Return, word for word, the lines of the listing from the line containing "Put a marker on every instance of the cobblestone" through the end of the listing, including both.

-*-*-

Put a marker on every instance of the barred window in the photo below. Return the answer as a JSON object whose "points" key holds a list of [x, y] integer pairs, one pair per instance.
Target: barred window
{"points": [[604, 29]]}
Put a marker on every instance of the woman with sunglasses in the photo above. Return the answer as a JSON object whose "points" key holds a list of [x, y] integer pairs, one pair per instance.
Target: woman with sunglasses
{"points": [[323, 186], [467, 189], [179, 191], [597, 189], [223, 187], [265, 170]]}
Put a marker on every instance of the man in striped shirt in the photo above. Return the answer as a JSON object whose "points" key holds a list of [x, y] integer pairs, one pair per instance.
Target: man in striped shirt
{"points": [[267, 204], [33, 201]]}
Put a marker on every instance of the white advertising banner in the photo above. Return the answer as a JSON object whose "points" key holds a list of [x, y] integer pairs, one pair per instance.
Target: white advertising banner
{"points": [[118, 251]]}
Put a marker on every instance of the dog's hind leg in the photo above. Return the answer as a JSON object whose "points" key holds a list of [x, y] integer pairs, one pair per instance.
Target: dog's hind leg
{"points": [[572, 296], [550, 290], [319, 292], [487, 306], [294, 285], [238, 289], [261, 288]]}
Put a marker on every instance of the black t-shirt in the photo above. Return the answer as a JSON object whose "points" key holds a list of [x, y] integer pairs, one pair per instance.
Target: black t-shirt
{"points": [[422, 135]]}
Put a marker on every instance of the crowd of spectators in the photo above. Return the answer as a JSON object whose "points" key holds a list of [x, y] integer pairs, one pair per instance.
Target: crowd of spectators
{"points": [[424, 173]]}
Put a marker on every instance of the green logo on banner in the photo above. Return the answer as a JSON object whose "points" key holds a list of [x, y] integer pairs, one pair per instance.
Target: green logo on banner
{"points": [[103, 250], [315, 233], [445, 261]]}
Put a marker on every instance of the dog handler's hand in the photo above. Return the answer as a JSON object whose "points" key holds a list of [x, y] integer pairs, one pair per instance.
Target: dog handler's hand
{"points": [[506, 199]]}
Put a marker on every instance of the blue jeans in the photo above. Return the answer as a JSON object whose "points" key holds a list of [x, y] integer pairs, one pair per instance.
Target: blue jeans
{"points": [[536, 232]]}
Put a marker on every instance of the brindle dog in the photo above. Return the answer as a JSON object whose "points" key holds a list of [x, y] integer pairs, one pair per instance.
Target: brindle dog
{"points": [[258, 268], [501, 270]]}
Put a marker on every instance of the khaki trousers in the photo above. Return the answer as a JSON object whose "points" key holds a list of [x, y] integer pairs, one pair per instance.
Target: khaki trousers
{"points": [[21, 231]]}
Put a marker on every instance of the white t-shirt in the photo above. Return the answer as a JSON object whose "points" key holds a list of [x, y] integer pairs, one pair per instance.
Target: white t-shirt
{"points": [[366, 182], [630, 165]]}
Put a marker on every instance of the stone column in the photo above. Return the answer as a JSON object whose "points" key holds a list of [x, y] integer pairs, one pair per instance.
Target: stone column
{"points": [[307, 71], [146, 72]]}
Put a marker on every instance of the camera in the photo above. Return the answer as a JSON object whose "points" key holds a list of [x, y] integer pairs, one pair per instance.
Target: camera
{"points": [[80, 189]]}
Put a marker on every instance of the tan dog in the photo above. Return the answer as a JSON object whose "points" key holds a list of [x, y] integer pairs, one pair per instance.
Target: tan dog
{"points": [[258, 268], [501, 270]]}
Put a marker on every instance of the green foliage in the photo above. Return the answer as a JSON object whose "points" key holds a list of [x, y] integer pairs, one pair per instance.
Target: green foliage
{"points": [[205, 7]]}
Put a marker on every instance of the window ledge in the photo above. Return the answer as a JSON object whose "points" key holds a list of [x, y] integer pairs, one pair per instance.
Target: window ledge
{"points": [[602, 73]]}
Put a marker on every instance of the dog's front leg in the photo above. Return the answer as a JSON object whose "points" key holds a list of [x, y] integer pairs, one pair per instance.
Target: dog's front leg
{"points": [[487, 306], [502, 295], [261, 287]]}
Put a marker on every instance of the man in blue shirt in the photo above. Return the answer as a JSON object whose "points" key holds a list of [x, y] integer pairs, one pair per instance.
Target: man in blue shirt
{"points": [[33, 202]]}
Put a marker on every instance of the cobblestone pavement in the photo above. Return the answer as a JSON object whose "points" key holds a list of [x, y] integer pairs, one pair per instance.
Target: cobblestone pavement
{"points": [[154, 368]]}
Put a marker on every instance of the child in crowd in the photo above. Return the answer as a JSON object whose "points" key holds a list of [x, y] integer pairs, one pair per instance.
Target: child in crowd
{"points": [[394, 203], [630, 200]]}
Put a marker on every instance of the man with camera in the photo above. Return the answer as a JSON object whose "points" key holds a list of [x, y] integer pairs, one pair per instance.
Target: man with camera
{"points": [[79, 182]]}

-*-*-

RIGHT ANSWER:
Put a marker on every instance of the cobblestone pavement in the photo above. Return the answer as a JSON object whose "points" key holds a list of [x, y] integer pairs, one pair per instance.
Target: cobblestone pavement
{"points": [[154, 368]]}
Put a marker on every instance of the child in crowd in the photo above. Return the answer as a JSON object whose "points" key holds a list of [x, y] integer pairs, one pair per instance.
Target: child in crowd
{"points": [[394, 203], [630, 200]]}
Put a marker on every instance of the man with camera in the photo above. Return the answer as a JSON object whose "points" key holds a list of [x, y] integer pairs, one pair per instance.
Target: man with camera
{"points": [[79, 182]]}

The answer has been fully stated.